Gib jede Zeile der Einträge unten wieder, in der das Wort „gold“ vorkommt.

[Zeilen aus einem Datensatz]

■ ■ ■

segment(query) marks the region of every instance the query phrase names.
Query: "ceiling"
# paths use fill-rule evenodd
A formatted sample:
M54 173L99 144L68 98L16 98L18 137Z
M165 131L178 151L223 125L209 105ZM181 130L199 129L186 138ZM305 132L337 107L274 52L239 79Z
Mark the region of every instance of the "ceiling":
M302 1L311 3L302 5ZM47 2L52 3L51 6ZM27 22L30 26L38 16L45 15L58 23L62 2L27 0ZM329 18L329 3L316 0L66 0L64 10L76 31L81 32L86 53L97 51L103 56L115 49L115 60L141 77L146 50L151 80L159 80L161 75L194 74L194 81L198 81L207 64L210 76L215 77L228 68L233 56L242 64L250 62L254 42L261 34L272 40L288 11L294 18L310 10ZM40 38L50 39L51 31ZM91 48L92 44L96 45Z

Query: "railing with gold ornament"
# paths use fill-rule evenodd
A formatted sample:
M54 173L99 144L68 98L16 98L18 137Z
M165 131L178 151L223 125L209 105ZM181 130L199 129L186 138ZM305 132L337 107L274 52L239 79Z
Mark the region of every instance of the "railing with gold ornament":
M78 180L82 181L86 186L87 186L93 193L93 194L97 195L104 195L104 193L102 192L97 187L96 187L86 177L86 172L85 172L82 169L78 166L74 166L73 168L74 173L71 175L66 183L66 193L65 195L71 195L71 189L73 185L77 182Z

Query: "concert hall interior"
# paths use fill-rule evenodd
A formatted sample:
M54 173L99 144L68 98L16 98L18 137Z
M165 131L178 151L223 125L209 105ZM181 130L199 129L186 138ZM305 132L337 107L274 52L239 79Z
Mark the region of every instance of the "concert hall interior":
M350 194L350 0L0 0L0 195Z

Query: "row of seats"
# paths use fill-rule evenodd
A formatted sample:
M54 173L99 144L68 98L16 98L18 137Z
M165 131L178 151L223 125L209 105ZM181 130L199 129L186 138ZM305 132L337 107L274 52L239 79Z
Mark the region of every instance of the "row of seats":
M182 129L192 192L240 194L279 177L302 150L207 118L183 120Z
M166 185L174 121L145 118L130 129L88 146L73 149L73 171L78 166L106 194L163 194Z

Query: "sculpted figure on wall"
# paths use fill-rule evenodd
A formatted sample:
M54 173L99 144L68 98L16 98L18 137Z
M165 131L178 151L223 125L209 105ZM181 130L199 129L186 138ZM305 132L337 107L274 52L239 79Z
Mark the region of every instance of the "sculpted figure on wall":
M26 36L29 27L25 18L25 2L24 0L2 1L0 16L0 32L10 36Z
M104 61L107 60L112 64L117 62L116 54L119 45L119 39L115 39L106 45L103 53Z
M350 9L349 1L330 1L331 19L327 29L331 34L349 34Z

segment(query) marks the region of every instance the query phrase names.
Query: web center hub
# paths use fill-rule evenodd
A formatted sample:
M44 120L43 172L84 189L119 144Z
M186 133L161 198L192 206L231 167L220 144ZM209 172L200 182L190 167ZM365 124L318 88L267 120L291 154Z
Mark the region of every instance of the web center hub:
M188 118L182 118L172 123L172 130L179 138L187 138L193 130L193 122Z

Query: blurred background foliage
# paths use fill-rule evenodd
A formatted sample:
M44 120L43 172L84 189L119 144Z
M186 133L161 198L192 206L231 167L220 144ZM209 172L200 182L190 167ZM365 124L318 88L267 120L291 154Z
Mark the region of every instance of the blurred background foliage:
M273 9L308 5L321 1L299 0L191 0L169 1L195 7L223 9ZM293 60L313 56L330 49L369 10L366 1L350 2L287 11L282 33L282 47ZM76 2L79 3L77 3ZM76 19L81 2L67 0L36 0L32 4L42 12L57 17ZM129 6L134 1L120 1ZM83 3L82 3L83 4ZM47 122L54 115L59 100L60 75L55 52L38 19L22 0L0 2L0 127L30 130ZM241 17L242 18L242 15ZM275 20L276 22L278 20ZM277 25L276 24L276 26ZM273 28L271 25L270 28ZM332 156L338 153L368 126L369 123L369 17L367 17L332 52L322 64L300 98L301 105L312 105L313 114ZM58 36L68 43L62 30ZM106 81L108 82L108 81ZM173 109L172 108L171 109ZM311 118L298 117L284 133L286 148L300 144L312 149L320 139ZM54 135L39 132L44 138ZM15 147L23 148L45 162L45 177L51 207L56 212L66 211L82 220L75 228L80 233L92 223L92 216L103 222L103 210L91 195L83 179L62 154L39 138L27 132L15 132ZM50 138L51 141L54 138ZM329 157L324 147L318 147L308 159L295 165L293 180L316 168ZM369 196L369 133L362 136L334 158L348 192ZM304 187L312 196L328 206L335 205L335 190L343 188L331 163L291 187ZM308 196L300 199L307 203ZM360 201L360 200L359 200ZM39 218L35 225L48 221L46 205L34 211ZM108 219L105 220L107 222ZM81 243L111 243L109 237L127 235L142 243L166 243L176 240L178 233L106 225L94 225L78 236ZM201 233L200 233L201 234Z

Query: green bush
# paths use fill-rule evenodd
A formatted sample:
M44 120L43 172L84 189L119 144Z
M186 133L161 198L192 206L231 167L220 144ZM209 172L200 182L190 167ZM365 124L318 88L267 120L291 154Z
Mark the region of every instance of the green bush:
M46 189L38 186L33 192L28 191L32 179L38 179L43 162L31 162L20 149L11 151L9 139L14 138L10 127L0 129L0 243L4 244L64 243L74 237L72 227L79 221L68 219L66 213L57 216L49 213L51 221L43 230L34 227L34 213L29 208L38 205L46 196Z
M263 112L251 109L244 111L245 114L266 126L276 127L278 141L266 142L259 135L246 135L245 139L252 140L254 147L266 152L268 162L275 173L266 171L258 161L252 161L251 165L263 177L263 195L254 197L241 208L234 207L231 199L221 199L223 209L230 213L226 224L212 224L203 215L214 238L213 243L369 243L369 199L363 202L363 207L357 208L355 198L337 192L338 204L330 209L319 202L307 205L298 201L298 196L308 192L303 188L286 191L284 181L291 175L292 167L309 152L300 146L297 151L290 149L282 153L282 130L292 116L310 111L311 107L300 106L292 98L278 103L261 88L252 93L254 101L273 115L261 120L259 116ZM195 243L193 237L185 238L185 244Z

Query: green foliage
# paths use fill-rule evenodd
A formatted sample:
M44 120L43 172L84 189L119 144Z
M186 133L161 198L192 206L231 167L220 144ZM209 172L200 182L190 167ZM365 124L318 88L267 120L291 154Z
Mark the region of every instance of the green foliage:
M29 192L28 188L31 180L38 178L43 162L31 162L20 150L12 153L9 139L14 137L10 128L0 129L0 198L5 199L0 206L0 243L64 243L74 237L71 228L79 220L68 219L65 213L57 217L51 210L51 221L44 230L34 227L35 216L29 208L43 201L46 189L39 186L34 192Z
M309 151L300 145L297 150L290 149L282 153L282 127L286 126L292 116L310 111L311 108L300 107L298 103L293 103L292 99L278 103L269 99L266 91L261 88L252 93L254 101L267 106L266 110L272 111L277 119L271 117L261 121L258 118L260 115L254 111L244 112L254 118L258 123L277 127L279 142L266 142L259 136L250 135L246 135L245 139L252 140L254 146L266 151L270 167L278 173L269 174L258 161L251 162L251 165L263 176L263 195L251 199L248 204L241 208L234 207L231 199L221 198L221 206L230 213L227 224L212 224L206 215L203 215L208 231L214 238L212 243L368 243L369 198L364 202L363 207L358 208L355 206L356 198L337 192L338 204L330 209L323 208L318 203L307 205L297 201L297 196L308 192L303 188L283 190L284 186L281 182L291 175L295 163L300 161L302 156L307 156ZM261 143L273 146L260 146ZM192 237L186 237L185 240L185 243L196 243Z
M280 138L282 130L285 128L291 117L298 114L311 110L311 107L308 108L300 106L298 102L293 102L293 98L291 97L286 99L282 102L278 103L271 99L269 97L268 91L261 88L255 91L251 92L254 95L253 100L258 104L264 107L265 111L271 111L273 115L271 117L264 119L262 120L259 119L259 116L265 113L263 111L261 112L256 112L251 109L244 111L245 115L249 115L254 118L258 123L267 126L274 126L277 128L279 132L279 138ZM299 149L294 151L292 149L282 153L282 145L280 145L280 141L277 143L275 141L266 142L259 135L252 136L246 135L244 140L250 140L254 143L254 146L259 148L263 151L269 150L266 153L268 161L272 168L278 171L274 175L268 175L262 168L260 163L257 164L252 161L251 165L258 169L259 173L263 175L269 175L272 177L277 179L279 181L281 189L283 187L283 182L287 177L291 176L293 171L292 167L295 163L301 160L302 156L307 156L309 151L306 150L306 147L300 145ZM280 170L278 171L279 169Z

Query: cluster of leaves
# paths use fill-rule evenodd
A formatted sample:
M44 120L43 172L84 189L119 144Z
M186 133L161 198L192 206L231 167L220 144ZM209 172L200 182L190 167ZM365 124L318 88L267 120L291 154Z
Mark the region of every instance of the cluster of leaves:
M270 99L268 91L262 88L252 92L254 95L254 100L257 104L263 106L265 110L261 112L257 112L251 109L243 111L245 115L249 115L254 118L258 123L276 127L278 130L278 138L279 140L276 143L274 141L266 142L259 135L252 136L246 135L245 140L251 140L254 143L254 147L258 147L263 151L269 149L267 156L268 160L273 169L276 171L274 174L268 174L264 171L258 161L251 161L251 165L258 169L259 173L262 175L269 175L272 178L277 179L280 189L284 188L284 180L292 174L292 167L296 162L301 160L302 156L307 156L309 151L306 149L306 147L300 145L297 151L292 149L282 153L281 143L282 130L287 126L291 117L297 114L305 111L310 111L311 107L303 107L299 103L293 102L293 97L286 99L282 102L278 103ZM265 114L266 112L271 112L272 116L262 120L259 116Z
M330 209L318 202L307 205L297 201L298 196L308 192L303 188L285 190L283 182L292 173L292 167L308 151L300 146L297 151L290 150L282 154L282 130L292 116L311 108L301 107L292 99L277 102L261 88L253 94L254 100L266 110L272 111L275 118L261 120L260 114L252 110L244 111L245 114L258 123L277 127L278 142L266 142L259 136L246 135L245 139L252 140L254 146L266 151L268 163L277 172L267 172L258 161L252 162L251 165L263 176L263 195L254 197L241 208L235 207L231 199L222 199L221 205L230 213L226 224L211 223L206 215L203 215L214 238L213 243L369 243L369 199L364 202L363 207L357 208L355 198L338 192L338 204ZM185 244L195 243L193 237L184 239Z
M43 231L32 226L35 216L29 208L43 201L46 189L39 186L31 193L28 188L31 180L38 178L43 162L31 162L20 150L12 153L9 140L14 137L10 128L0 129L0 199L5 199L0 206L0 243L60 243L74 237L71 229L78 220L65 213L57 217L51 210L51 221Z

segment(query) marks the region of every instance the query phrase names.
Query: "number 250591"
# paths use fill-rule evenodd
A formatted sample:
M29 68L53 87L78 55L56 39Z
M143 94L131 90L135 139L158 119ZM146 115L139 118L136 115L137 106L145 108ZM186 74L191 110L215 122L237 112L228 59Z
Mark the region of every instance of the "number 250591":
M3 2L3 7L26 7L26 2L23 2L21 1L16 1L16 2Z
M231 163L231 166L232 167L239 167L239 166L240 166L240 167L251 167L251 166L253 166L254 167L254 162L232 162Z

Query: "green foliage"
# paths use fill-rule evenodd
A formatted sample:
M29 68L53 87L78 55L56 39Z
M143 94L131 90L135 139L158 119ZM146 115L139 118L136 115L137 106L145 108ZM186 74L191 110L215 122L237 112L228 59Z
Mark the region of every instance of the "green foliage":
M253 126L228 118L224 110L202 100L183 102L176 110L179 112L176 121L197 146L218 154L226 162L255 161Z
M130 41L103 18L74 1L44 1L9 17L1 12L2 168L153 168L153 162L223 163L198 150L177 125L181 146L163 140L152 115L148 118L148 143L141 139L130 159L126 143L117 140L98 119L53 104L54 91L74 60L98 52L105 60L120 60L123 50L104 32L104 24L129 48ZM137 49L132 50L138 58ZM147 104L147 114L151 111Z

■ ■ ■

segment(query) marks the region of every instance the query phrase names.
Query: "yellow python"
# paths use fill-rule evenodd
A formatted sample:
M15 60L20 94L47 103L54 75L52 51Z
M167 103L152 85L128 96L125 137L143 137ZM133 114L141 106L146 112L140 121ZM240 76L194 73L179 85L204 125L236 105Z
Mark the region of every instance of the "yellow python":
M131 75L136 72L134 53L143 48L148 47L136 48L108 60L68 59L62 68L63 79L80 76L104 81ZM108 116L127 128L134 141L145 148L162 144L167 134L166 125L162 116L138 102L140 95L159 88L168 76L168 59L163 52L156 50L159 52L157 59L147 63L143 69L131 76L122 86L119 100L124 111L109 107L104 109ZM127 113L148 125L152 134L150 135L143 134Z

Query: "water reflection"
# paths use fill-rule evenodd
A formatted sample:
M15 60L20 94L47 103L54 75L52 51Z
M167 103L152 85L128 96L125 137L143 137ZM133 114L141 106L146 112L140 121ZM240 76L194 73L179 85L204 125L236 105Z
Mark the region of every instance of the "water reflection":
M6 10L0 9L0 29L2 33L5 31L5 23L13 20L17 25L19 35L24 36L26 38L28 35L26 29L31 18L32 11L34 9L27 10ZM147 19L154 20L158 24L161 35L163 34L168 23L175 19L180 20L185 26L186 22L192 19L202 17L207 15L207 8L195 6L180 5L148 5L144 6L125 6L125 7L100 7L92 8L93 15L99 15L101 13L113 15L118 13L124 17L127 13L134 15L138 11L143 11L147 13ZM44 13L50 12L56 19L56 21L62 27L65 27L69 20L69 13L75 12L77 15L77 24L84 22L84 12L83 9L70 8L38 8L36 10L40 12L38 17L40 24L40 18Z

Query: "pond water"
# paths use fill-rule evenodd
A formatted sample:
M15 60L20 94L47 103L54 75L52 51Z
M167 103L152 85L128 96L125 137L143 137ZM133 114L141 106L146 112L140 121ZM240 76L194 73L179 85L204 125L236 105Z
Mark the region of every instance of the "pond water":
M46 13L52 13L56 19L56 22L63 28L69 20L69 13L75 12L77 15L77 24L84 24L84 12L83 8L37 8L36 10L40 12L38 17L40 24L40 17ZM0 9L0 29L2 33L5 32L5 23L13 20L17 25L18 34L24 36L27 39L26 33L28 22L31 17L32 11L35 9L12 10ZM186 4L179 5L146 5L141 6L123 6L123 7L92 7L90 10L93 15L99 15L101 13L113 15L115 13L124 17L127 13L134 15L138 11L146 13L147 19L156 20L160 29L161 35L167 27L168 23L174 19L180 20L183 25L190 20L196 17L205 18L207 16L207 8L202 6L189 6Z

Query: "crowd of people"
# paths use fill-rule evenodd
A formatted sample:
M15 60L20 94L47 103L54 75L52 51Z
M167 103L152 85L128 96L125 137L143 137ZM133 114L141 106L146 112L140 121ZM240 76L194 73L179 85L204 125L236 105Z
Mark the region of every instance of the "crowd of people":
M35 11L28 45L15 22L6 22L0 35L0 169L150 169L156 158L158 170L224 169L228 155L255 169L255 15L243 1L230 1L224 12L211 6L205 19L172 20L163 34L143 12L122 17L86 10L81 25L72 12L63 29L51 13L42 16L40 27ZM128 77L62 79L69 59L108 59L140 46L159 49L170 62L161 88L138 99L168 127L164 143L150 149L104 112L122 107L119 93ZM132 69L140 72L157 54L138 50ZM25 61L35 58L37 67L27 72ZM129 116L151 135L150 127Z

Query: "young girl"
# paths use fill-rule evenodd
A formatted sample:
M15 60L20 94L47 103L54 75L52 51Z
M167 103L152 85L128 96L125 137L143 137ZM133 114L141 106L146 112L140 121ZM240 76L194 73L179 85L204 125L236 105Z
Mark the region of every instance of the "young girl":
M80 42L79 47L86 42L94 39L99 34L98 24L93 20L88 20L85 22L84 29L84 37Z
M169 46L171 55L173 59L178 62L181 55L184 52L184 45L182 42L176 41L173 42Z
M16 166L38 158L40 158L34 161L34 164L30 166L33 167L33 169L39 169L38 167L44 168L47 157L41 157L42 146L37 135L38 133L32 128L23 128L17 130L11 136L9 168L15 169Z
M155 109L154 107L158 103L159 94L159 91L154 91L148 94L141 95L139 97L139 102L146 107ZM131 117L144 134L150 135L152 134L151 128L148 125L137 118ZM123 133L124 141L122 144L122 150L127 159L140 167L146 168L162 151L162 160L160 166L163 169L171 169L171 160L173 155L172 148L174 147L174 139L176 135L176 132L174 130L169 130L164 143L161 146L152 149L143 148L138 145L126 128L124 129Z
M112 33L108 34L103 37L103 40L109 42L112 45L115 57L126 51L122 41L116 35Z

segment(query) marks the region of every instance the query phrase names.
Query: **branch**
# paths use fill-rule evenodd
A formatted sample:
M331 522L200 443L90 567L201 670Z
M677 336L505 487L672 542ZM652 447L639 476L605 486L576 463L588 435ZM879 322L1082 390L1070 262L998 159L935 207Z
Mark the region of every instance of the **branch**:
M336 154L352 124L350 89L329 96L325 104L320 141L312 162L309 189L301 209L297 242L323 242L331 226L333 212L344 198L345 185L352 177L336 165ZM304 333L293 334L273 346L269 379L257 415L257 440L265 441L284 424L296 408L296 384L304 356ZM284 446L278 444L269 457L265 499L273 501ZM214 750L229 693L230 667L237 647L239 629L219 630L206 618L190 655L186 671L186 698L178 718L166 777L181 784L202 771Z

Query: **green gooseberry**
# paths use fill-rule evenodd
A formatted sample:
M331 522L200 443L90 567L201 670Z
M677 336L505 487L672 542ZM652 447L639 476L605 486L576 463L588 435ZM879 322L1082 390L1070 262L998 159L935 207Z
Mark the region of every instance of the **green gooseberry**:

■ ■ ■

§ **Erledigte Aufgabe**
Query: "railing with gold ornament"
Mark the region of every instance of the "railing with gold ornament":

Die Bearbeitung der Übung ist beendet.